▸ Aim
Please output exactly the run of lines that starts at the line with "Note: indicate every instance of the boarded" and ends at the last line of the records below.

Excerpts of pointing data
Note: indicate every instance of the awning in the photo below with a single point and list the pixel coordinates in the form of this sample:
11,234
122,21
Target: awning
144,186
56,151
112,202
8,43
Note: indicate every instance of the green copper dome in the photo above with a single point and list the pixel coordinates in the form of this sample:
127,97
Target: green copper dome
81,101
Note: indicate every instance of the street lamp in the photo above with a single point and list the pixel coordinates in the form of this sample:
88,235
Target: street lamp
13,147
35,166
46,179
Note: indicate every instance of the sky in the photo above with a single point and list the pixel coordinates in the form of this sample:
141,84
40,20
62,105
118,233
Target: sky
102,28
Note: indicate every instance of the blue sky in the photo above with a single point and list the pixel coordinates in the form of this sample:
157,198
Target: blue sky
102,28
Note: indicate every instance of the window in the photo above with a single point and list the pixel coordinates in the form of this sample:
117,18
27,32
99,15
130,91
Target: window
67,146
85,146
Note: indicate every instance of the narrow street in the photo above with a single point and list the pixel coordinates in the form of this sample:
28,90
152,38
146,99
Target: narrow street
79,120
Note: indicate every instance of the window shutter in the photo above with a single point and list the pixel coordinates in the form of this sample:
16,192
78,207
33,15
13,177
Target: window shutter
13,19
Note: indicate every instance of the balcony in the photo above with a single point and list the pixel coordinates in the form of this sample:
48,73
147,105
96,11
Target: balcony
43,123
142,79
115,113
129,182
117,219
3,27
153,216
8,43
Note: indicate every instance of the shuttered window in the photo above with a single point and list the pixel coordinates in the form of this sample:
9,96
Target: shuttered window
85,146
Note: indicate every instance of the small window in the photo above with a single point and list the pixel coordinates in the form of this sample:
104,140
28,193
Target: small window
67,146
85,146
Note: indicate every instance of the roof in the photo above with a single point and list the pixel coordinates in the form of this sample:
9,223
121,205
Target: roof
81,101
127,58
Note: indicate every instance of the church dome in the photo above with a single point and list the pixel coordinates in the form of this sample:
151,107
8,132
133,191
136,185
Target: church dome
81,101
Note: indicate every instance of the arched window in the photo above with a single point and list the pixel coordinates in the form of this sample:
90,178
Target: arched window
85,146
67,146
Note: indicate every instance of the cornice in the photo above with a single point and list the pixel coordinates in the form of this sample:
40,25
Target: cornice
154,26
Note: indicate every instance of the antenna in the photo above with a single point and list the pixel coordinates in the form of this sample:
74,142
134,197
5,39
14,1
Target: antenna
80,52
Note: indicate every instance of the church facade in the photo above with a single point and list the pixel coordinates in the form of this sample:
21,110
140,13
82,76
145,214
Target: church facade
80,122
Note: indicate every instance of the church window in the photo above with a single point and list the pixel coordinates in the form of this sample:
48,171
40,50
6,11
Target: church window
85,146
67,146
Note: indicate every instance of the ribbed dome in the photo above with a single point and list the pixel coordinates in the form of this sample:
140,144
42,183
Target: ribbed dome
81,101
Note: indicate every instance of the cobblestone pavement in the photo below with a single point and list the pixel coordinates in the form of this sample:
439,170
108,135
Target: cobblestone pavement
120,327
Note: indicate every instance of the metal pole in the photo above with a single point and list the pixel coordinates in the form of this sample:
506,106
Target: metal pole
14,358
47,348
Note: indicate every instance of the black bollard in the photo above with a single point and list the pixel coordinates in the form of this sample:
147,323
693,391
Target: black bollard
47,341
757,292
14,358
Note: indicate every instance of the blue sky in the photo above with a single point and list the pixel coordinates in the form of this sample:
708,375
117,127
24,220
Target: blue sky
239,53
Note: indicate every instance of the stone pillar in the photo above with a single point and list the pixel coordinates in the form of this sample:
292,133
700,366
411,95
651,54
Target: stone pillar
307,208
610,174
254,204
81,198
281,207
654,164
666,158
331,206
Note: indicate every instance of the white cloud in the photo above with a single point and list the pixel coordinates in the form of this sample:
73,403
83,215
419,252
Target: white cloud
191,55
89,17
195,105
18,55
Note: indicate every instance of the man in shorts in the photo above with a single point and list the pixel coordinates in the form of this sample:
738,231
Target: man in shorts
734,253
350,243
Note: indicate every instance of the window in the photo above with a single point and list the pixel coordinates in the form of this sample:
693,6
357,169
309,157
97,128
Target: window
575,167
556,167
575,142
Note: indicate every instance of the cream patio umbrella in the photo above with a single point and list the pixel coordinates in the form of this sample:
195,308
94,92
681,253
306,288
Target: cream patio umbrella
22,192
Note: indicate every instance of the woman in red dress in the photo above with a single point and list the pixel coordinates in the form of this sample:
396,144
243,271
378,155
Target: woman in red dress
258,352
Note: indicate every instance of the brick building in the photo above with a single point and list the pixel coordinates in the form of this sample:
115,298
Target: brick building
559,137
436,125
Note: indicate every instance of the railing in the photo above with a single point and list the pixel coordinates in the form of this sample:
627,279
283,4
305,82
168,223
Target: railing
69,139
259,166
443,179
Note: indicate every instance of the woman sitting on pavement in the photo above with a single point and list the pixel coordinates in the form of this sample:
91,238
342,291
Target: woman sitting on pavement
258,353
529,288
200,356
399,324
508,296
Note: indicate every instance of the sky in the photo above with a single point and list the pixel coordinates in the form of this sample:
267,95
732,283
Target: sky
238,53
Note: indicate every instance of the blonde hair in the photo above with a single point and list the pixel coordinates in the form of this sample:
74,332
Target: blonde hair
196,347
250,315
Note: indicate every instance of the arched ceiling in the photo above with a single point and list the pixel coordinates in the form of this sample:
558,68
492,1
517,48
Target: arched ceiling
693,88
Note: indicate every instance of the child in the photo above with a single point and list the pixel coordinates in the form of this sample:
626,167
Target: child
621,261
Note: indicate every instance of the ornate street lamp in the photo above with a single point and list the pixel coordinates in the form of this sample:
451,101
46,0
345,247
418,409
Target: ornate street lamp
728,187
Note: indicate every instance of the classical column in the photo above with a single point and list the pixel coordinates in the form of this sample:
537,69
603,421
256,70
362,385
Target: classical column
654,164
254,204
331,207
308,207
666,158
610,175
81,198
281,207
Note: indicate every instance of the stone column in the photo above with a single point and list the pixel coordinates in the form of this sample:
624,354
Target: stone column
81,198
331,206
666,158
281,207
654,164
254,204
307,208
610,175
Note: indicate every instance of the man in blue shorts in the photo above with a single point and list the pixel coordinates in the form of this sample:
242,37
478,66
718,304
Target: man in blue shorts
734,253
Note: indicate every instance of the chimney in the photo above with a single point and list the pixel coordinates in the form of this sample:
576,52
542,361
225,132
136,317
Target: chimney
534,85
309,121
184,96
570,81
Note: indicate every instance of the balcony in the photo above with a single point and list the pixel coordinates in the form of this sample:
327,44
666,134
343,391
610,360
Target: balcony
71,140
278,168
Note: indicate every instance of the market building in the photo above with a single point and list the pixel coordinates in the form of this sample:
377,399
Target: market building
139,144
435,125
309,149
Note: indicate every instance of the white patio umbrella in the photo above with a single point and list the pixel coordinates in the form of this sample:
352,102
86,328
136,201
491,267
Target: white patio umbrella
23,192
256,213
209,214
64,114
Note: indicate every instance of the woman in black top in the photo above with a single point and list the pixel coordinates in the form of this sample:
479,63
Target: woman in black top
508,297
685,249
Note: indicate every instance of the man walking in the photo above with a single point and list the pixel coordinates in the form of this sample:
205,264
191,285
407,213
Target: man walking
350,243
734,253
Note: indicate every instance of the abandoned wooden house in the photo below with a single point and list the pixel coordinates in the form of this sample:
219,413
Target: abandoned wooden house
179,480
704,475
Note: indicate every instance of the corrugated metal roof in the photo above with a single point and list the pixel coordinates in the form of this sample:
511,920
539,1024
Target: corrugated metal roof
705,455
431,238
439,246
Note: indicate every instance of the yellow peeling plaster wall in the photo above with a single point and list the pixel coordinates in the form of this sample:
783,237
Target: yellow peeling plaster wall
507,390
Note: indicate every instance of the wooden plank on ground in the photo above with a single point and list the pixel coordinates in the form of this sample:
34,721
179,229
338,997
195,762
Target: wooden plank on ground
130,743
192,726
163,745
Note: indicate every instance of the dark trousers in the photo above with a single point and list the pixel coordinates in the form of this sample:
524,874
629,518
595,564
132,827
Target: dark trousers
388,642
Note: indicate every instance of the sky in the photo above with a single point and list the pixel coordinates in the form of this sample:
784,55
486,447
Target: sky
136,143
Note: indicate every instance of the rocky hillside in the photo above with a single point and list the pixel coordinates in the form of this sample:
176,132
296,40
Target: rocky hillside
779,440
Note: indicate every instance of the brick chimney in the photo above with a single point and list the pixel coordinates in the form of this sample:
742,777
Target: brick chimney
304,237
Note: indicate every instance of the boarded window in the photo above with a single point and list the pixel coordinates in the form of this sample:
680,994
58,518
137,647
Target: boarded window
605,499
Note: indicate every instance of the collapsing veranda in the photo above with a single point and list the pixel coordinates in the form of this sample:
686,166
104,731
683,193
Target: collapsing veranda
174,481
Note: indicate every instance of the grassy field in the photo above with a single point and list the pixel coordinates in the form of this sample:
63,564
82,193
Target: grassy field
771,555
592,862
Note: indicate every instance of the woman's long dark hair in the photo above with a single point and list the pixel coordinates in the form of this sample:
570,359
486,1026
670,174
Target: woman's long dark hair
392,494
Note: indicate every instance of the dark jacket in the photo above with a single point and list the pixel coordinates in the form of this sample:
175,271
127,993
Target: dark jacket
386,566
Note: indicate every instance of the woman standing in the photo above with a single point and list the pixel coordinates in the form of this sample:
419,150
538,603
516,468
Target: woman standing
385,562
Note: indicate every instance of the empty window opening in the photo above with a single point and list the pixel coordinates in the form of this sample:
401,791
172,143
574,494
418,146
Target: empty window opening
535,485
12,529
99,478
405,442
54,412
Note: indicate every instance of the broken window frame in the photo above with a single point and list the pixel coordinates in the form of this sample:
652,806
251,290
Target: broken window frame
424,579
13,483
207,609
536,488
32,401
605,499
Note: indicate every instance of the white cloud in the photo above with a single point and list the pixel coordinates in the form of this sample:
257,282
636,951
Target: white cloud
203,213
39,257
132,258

▸ Task result
Note: indicate every instance of the boarded window in the photo above with a single point and list the pixel coordinates in the form of this sample:
680,994
58,518
137,647
Target: boarded window
605,499
Note: indicate every instance of the collapsing veranda in the photo above with a single point and list the pixel coordinates in the form of this sample:
686,166
104,731
683,193
Target: collapsing veranda
174,481
Note: indicate every instance of the grassy field in the photo above with a single point and list the pixel coordinates in the form of this sample:
63,564
82,193
Target: grassy field
771,555
592,862
Note: indicate every instance of the woman's long dark hair in the photo above with a single point and list the pixel coordinates in the form of this sample:
570,359
486,1026
670,174
Target: woman's long dark hair
392,494
Note: indicate every instance of the dark jacket in the photo above with a single point and list the pixel coordinates in the form of this sample:
175,271
127,993
Target: dark jacket
386,566
Note: indicate every instance of the woman standing in the photo above with a single point and list the pixel coordinates in the form of this sample:
419,150
538,603
516,468
Target: woman standing
385,562
Note: indicate every instance of the empty window opening in the photo above with a single point and list the pixel coordinates in the form of this sample:
401,791
172,143
574,494
418,146
Target: empty window opening
535,485
12,529
99,478
405,442
54,412
Note: indicate every instance of the broken window frame in the photo above with a single point and list the pixel coordinates in the form of this sample:
652,806
251,290
Target: broken window frame
424,579
13,483
207,609
536,488
32,401
605,499
Note: indicate every instance of the white cloud in the photo above with a single point and list the pixel coordinates in the form of this sample:
257,282
636,951
Target: white cloud
203,213
39,257
132,258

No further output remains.